#### Task inputs

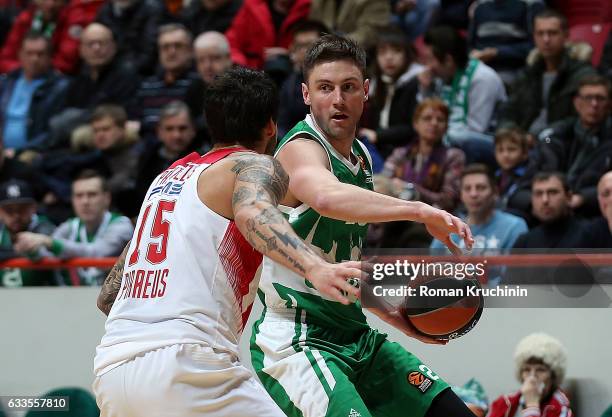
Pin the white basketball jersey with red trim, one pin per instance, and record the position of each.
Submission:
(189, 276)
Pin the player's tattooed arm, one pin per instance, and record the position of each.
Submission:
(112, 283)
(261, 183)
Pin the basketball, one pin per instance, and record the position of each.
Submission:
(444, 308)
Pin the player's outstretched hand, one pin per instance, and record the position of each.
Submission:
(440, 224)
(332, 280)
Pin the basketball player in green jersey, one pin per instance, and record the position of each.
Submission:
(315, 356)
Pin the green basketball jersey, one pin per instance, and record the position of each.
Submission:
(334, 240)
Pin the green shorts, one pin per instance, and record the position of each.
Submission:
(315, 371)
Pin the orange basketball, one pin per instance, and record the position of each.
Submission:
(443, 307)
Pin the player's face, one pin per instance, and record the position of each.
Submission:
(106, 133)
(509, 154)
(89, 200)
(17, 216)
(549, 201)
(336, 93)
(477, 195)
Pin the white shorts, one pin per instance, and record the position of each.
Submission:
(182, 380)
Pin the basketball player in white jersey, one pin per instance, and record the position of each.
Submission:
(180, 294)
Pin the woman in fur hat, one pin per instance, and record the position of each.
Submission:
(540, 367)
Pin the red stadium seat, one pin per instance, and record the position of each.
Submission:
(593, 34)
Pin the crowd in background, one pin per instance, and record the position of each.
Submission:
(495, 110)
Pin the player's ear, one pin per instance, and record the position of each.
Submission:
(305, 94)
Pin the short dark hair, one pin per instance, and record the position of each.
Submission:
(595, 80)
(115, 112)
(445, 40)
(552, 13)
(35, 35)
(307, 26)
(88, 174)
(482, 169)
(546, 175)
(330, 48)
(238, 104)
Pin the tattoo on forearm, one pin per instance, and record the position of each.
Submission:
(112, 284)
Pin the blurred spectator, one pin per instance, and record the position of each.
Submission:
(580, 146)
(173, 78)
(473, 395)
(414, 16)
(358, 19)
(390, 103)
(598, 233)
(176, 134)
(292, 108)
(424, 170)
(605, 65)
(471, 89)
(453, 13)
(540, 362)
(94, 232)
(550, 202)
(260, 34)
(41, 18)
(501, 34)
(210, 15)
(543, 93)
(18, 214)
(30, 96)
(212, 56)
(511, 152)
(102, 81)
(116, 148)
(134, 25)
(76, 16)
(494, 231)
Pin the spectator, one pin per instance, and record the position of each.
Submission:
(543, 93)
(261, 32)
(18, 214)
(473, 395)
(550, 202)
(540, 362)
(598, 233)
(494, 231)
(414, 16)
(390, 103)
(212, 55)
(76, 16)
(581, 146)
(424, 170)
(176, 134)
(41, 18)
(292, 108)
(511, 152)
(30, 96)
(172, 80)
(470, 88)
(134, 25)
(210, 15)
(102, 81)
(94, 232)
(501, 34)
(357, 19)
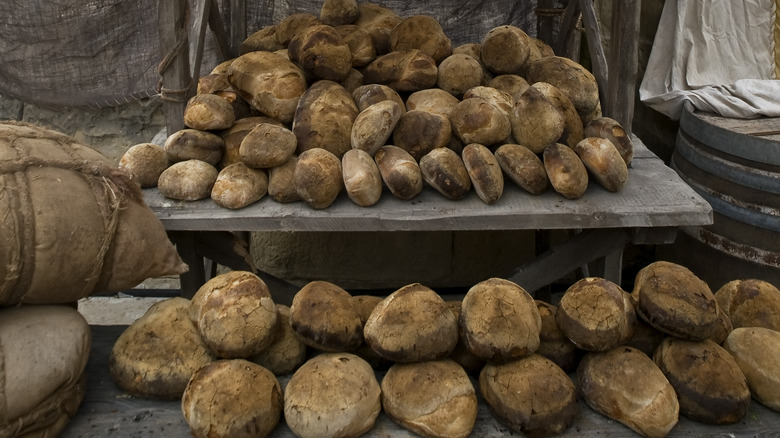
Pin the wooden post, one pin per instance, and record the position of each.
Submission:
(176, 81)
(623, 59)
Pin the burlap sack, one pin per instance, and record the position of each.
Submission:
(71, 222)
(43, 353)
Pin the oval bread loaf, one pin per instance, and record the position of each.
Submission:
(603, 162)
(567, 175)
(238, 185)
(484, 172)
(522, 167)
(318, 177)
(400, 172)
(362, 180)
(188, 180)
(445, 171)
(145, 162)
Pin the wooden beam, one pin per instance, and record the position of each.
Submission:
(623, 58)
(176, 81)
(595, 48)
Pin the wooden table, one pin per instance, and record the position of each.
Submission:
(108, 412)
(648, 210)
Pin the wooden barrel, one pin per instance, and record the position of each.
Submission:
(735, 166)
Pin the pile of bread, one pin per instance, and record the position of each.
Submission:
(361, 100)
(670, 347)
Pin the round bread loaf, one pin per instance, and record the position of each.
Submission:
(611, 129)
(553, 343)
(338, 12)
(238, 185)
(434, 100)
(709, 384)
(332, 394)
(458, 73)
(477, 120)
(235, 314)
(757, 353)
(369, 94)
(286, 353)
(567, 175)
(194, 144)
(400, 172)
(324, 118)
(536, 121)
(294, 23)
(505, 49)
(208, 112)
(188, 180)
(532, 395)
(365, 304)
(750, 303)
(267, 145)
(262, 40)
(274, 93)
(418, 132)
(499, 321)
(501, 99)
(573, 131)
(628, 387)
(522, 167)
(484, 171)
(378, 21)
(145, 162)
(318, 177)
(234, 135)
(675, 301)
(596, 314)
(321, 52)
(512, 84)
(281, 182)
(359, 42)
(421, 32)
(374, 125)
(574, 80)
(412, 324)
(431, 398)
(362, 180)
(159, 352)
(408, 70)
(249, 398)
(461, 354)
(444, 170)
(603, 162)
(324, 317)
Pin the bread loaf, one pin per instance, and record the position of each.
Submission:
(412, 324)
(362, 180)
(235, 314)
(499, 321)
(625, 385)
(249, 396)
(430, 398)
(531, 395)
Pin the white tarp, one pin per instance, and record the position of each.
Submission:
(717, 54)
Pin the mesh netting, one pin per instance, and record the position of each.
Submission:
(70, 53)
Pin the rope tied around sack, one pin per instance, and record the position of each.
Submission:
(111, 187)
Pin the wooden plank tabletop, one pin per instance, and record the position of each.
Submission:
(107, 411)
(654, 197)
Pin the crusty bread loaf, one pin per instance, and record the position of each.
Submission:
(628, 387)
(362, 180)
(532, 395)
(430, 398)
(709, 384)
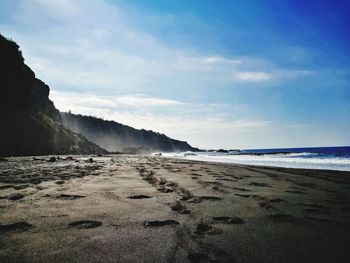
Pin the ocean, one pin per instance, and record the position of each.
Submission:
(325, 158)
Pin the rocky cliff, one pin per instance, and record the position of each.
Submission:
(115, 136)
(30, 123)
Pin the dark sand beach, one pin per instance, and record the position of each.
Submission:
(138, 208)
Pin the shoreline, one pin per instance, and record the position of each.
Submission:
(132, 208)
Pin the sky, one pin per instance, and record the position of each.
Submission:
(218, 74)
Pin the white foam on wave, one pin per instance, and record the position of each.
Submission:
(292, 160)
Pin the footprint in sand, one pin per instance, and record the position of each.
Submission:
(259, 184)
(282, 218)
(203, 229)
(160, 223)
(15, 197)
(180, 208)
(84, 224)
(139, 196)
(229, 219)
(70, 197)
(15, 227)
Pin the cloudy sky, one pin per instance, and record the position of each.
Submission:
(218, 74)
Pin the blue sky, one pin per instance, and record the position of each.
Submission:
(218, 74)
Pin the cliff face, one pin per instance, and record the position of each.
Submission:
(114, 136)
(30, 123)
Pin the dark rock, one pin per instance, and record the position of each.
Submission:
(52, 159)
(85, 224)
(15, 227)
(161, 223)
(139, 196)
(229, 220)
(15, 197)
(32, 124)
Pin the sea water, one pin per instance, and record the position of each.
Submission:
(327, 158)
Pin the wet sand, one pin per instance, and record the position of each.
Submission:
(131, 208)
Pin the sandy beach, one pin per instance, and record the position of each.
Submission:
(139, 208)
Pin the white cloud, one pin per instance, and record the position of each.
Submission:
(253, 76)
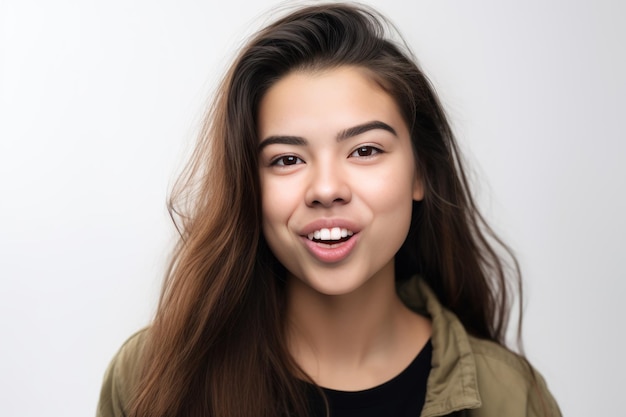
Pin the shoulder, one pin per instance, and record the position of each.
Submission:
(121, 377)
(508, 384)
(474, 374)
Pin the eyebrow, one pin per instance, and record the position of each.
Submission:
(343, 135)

########

* To be done
No pictures belong in the copy; quote exactly the lines from the line containing "Pin the cloudy" through the final line of the material, both ends included.

* Full solution
Pin the cloudy sky, one pin per instance, and record the position of each.
Submission:
(218, 74)
Pin the blue sky, one pin per instance, and record the position of each.
Submission:
(218, 74)
Pin the cliff face, one pin per instance, and record the position of each.
Submission:
(114, 136)
(30, 123)
Pin the dark rock, one pin per instance, and record the position of each.
Submission:
(52, 159)
(85, 224)
(15, 227)
(161, 223)
(139, 196)
(229, 220)
(15, 197)
(32, 124)
Pin the sea water, one pin per instance, and record the position of each.
Submission:
(327, 158)
Pin the wet sand, one pin per instance, and record the position of each.
Submission:
(131, 208)
Pin the sandy beach, one pin per instance, and record the position of each.
Submission:
(139, 208)
Pin the white cloud, one pin per instance, and record the position of each.
Submission:
(253, 76)
Pin the shoulder, one pin per instance, and record the position of each.
Submission:
(121, 377)
(508, 384)
(474, 374)
Pin the eyebrow, one pin per instance, and record the position of each.
Submission:
(343, 135)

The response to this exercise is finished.